> _Task brief_:
Copy out the entries below with "occurrence" substituted for every "instance", changing nothing else.

────

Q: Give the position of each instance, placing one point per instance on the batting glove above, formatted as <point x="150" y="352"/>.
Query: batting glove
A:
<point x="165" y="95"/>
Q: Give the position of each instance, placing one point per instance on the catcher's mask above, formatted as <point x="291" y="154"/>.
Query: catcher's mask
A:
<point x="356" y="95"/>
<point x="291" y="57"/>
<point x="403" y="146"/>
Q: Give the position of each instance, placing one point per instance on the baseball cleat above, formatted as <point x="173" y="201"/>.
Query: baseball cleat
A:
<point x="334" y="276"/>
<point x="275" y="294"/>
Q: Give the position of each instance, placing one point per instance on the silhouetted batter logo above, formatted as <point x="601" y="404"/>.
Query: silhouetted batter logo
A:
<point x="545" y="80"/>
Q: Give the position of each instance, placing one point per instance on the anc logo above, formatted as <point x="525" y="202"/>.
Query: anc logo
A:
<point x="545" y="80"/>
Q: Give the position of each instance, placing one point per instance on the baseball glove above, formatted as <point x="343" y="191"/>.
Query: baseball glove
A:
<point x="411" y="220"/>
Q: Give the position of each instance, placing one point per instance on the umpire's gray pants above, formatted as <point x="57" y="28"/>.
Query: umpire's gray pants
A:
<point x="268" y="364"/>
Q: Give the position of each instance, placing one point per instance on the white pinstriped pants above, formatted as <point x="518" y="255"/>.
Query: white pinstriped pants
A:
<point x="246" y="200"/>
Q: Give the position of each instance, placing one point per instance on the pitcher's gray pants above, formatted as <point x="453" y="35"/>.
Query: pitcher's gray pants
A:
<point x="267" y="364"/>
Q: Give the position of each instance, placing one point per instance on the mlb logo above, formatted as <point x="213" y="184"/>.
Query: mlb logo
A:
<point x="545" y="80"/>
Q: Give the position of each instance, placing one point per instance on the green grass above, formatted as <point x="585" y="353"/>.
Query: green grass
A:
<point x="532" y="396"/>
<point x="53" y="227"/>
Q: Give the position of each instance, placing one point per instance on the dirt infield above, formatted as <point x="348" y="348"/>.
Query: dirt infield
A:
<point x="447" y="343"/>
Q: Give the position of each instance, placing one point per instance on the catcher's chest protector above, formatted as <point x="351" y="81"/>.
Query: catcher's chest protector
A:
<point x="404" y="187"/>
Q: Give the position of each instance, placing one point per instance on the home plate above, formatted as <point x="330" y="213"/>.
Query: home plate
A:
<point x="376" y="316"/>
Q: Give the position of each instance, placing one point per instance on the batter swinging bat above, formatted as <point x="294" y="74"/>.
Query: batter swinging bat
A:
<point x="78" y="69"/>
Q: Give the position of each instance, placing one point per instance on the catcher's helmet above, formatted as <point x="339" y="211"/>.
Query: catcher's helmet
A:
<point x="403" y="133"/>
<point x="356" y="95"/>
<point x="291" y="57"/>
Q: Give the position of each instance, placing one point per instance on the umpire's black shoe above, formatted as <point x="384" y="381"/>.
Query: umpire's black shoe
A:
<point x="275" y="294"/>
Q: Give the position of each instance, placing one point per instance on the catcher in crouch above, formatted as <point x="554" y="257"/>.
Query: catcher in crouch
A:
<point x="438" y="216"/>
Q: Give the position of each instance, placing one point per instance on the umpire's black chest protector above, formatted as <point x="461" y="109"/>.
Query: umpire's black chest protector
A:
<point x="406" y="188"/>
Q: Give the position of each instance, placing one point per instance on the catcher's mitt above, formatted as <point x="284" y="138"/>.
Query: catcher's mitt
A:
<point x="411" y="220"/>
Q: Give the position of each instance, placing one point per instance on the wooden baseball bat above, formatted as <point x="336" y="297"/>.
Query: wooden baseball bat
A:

────

> _Output below_:
Q: Give the position of each occurrence, placing one point per occurrence on the batting glove above, formatted as <point x="150" y="352"/>.
Query: batting glove
A:
<point x="165" y="95"/>
Q: Give the position of each occurrence, placing one point per occurrence on the catcher's mask above, formatted as <point x="291" y="154"/>.
Query: catcher's mask
A:
<point x="356" y="95"/>
<point x="291" y="57"/>
<point x="403" y="146"/>
Q: Give the position of each occurrence, placing one point per occurrence on the baseball cleat above, formatted as <point x="173" y="201"/>.
Query: baseball cleat
A:
<point x="334" y="276"/>
<point x="275" y="294"/>
Q: Give the position of each occurrence, placing one point per occurrence on the silhouetted batter logo above, formatted as <point x="601" y="404"/>.
Query: silhouetted batter logo
A:
<point x="545" y="80"/>
Q: Give the position of each occurrence, placing one point per occurrence on the anc logo above, formatted as <point x="525" y="202"/>.
Query: anc logo
A:
<point x="545" y="80"/>
Q: Give the position of each occurrence, placing one point per occurrence on the baseball glove above, formatted as <point x="343" y="191"/>.
Query: baseball glove
A:
<point x="411" y="220"/>
Q: Give the position of each occurrence, placing one point per occurrence on the umpire's gray pants above, formatted as <point x="57" y="28"/>.
Query: umpire's gray pants
A:
<point x="268" y="364"/>
Q: Give the position of each occurrence, placing one point per occurrence on the white pinstriped pants above, formatted as <point x="518" y="255"/>.
Query: white pinstriped pants
A:
<point x="246" y="200"/>
Q: Give the position of each occurrence, placing one point per occurrence on the pitcher's gray pants above, formatted as <point x="453" y="35"/>.
Query: pitcher's gray pants
A:
<point x="267" y="364"/>
Q: Give the position of each occurrence, placing one point per occurrence on the mlb logo above, formatted as <point x="213" y="184"/>.
Query: mlb logo
A:
<point x="545" y="80"/>
Q: Give the position of each occurrence, placing one point per occurrence on the green grass above, formatted as <point x="585" y="353"/>.
Query: green grass
A:
<point x="532" y="396"/>
<point x="53" y="227"/>
Q: Give the position of each occurrence, placing one point per occurrence on the dirt infield above, formatted as <point x="348" y="348"/>.
Query: dirt infield
A:
<point x="447" y="343"/>
Q: Give the position of each occurrence, placing one point per occurrence on the catcher's chest protector above, formatted as <point x="351" y="81"/>.
Query: catcher's chest protector
A:
<point x="404" y="187"/>
Q: Give the position of each occurrence, placing one point per occurrence on the home plate above, formatted as <point x="330" y="213"/>.
Query: home plate
A:
<point x="376" y="316"/>
Q: Give the position of each occurrence, placing one point per occurrence on the batter swinging bat above, formatted as <point x="294" y="74"/>.
Query: batter swinging bat
A:
<point x="78" y="69"/>
Q: Give the position of each occurrence, placing one point per occurrence on the catcher's helmet above, formatted as <point x="339" y="211"/>.
Query: catcher's helmet
A:
<point x="403" y="133"/>
<point x="356" y="95"/>
<point x="291" y="57"/>
Q: Give the position of each occurrence, placing one point per occurrence on the umpire's black shoe above, formatted as <point x="384" y="381"/>.
Query: umpire's black shoe
A:
<point x="275" y="294"/>
Q: Give the position of each occurrence, placing one point per occurrence on the catcher in crouch above, formatted as <point x="554" y="257"/>.
Query: catcher in crouch
A:
<point x="438" y="216"/>
Q: Give the position of each occurrence, placing one point per occurrence on the umpire's black chest protector above, formatted as <point x="461" y="109"/>.
Query: umpire's black chest protector
A:
<point x="406" y="188"/>
Q: Give the position of each occurrence, placing one point per occurrence on the catcher's mitt above, formatted as <point x="284" y="138"/>.
Query: catcher's mitt
A:
<point x="411" y="220"/>
Q: Give the position of each occurrence, placing one point per occurrence on the wooden baseball bat above, formatted as <point x="336" y="297"/>.
Query: wooden baseball bat
A:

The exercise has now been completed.